**Aim of the task**. Reproduce the items below with "top-left corner" replaced by "upper-left corner" wherever it occurs, and change nothing else. Omit the pictures from your answer.

— BEGIN —

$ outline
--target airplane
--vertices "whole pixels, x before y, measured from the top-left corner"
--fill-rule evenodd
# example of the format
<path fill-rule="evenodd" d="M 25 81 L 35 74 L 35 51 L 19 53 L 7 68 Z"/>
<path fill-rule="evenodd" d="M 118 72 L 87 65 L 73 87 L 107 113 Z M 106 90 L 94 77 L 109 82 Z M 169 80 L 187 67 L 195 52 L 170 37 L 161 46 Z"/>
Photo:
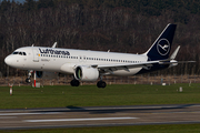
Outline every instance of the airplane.
<path fill-rule="evenodd" d="M 180 45 L 169 57 L 177 24 L 169 23 L 150 49 L 142 54 L 102 52 L 46 47 L 23 47 L 4 59 L 17 69 L 33 70 L 38 78 L 56 78 L 58 73 L 73 75 L 70 84 L 79 86 L 80 81 L 100 81 L 98 88 L 106 88 L 104 75 L 136 75 L 176 66 L 174 60 Z M 57 72 L 57 73 L 56 73 Z M 30 82 L 30 74 L 27 82 Z"/>

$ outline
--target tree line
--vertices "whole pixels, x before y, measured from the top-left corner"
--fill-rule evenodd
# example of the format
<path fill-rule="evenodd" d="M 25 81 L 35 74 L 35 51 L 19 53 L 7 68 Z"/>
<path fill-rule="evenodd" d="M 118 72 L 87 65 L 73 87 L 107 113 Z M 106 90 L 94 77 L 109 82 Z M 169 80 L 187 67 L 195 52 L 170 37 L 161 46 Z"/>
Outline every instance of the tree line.
<path fill-rule="evenodd" d="M 4 58 L 17 48 L 34 45 L 146 52 L 168 23 L 178 24 L 172 52 L 193 64 L 158 74 L 199 74 L 200 1 L 198 0 L 26 0 L 0 2 L 0 72 L 24 74 Z"/>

— END —

**The response**.
$ outline
--target airplane
--vertices "whole pixels, x before y, measured from the upper-left corner"
--fill-rule evenodd
# example of the format
<path fill-rule="evenodd" d="M 25 81 L 35 74 L 35 51 L 19 53 L 7 68 Z"/>
<path fill-rule="evenodd" d="M 118 72 L 87 65 L 73 87 L 107 113 Z M 106 90 L 94 77 L 109 82 Z M 169 80 L 187 67 L 195 52 L 170 37 L 161 46 Z"/>
Photo:
Outline every instance of the airplane.
<path fill-rule="evenodd" d="M 180 45 L 169 57 L 177 24 L 169 23 L 150 49 L 142 54 L 102 52 L 46 47 L 23 47 L 4 59 L 17 69 L 33 70 L 38 78 L 56 78 L 58 73 L 73 75 L 70 84 L 79 86 L 80 81 L 100 81 L 98 88 L 106 88 L 104 75 L 136 75 L 176 66 L 174 60 Z M 57 72 L 57 73 L 56 73 Z M 30 82 L 30 74 L 27 82 Z"/>

$ outline
--target tree line
--vertices "whole pixels, x before y, measured from the upper-left corner"
--fill-rule evenodd
# example of the format
<path fill-rule="evenodd" d="M 25 81 L 35 74 L 35 51 L 19 53 L 7 68 Z"/>
<path fill-rule="evenodd" d="M 118 72 L 87 65 L 73 87 L 107 113 Z M 106 90 L 94 77 L 109 82 Z M 169 80 L 187 67 L 195 52 L 170 37 L 161 46 Z"/>
Outline every instance of the tree line.
<path fill-rule="evenodd" d="M 4 58 L 17 48 L 34 45 L 146 52 L 168 23 L 178 24 L 172 52 L 193 64 L 158 74 L 199 74 L 200 1 L 198 0 L 26 0 L 0 2 L 0 72 L 24 74 Z"/>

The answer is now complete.